* _WHAT IS REQUIRED_:
Reproduce exactly the lines from the line containing "of the wooden" through the end of the records below, including both ends, and nothing else.

* _EXERCISE MATERIALS_:
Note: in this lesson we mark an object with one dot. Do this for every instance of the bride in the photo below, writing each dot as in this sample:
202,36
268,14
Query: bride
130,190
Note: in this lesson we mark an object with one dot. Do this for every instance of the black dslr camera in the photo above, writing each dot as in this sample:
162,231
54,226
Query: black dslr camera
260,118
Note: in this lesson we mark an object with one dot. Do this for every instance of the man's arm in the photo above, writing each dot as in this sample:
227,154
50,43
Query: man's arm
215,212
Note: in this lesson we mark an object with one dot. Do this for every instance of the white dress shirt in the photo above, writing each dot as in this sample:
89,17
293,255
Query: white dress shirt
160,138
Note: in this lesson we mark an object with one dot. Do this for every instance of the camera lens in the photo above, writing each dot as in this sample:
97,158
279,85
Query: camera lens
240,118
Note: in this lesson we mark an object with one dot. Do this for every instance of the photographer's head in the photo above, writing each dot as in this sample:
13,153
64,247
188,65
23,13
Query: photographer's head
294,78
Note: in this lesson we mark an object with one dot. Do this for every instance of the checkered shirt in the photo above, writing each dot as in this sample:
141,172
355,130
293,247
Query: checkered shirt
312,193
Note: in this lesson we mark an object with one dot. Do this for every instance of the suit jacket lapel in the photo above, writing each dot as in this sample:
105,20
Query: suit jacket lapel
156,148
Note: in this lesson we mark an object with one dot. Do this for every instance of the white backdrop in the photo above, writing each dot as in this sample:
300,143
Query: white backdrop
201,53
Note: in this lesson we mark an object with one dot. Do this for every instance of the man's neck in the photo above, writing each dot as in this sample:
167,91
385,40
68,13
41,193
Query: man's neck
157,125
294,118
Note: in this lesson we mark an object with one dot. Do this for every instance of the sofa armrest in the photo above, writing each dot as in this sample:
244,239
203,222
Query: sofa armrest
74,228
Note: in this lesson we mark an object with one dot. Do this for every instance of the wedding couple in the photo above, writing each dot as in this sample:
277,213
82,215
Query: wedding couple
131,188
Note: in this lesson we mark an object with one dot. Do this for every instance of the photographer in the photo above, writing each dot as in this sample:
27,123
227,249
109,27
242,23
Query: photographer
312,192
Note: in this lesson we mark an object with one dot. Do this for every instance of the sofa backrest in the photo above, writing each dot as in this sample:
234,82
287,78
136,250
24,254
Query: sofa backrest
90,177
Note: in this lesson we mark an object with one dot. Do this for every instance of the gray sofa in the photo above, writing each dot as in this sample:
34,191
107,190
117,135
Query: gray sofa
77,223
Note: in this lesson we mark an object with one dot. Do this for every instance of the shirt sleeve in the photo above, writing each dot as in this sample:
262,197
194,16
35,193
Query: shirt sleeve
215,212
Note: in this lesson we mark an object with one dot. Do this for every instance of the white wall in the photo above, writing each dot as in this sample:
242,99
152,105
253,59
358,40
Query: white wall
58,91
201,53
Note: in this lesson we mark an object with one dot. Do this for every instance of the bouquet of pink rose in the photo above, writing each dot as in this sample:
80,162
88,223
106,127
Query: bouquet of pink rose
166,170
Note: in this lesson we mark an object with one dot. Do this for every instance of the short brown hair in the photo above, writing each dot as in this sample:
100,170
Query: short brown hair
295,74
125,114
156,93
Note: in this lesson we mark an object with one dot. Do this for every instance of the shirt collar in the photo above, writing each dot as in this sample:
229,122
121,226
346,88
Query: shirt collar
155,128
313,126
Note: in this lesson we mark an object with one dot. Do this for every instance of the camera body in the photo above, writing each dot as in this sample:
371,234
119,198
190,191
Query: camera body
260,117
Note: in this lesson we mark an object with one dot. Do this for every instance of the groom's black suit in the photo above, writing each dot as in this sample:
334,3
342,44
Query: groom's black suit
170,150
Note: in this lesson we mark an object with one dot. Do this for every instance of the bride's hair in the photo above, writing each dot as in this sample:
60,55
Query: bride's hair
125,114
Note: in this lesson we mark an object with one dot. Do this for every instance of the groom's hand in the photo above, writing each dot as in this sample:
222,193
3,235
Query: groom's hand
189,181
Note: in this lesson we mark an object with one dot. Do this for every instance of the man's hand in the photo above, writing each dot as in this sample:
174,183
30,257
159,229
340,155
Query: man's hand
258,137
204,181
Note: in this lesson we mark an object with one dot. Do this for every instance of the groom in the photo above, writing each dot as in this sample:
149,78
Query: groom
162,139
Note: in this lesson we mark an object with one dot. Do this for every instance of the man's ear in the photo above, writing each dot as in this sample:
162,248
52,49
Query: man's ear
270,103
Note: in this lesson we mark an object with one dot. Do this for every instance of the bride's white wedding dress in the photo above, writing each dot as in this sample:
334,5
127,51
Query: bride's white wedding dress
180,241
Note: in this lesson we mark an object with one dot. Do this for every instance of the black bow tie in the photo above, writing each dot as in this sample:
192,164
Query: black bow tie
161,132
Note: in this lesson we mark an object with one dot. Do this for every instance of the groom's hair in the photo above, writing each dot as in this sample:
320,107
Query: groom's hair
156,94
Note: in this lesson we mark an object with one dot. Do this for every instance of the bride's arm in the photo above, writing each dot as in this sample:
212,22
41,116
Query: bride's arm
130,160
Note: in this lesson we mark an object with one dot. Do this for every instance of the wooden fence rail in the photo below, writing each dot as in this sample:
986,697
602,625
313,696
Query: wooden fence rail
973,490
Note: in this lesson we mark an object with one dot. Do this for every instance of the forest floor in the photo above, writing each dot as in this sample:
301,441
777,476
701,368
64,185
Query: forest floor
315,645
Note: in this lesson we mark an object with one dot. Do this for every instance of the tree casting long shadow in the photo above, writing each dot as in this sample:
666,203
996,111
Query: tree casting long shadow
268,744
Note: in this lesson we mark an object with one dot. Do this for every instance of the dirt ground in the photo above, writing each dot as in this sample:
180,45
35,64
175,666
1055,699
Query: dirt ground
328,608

* _OUTPUT BELOW_:
Note: in this lesson we mark an object with one dot. Do this for every instance of the wooden fence rail in the photo below, writing each dot as in this sample:
986,697
602,625
313,696
Query: wooden fence rail
973,490
Note: in this lesson we mark an object with one dot. Do this for every instance of the forest floor in the photo above, writing each dot as in this sample:
301,441
777,476
701,368
64,185
Query: forest floor
315,645
Note: in this lesson we mark an object with one dot. Do this for every instance of the tree casting long shadow in the photo above, writing each dot as in this sample:
666,203
996,111
Query: tree casting long shadow
268,744
Note: in this lesson we mark an object with one dot. Do this for every instance of the dirt ground in the photo above, writing each dot as in this sample:
180,45
35,64
175,666
1055,699
Query: dirt ground
328,608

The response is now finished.